YOUR INSTRUCTIONS:
Retype all of the records below exactly as they appear, line for line.

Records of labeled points
====================
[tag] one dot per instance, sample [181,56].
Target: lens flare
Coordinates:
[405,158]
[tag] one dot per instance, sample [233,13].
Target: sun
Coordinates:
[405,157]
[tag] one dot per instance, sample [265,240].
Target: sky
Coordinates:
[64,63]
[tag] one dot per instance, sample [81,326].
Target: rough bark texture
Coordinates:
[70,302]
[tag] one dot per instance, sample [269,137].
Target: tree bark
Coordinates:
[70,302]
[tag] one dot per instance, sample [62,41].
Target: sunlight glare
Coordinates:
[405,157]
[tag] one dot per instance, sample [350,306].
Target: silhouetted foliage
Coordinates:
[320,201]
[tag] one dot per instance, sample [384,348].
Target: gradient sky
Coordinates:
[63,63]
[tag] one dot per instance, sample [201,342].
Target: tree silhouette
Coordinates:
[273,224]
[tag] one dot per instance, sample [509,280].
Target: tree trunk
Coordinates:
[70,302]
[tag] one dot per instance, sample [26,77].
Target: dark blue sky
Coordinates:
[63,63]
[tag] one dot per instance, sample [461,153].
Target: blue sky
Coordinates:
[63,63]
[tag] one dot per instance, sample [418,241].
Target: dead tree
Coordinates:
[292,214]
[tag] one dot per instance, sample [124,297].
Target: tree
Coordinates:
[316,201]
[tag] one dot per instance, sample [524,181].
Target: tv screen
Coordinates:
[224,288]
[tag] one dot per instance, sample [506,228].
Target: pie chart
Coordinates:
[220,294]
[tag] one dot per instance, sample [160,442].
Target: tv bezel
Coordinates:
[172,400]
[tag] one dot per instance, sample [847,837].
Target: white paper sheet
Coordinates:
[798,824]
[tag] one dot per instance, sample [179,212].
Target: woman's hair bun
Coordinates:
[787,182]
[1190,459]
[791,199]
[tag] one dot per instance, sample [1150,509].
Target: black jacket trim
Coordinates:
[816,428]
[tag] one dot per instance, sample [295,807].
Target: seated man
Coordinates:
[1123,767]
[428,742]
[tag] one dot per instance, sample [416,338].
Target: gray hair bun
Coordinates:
====================
SOLUTION FOR THIS PROBLEM:
[tag] one dot per instance, sample [181,56].
Target: lens flare
Coordinates:
[405,158]
[tag] one dot per instance, sample [233,13].
Target: sun
Coordinates:
[405,157]
[tag] one dot per instance, sample [265,240].
Target: sky
Coordinates:
[64,63]
[tag] one dot per instance, sample [81,326].
Target: rough bark texture
Coordinates:
[70,302]
[tag] one dot per instance, sample [269,137].
Target: tree bark
Coordinates:
[70,302]
[tag] one dot per instance, sample [62,41].
Target: sunlight glare
Coordinates:
[405,157]
[tag] one dot per instance, sample [350,306].
Target: silhouetted foliage
Coordinates:
[320,201]
[tag] one dot per instance, sample [384,348].
Target: gradient sky
Coordinates:
[63,63]
[tag] one dot per instance, sample [201,342].
Target: tree silhouette
Coordinates:
[273,224]
[tag] one dot per instance, sample [509,280].
Target: tree trunk
Coordinates:
[70,302]
[tag] one dot per instance, sample [26,77].
Target: dark blue sky
Coordinates:
[63,63]
[tag] one dot per instance, sample [461,153].
Target: blue sky
Coordinates:
[63,63]
[tag] one dot per instance, sample [418,241].
Target: dead tree
Coordinates:
[292,214]
[tag] one dot per instance, sample [124,297].
Target: tree
Coordinates:
[316,201]
[tag] one dot per instance, sample [524,181].
Target: tv screen
Coordinates:
[224,288]
[tag] one dot per instance, sample [506,228].
Target: pie chart
Coordinates:
[220,294]
[tag] one dot per instance, sample [160,442].
Target: tv bezel
Coordinates:
[172,400]
[tag] one dot per instance, sample [847,837].
Target: white paper sheet
Coordinates:
[798,824]
[tag] one dot per instance, sample [179,212].
Target: woman's hair bun
Coordinates:
[787,182]
[1190,459]
[791,199]
[tag] one dot per instance, sample [1150,509].
Target: black jacket trim
Coordinates:
[816,428]
[tag] one dot per instance, sample [295,807].
Target: seated man
Coordinates:
[1123,767]
[428,742]
[tag] one dot per instance, sample [416,338].
Target: gray hair bun
Coordinates:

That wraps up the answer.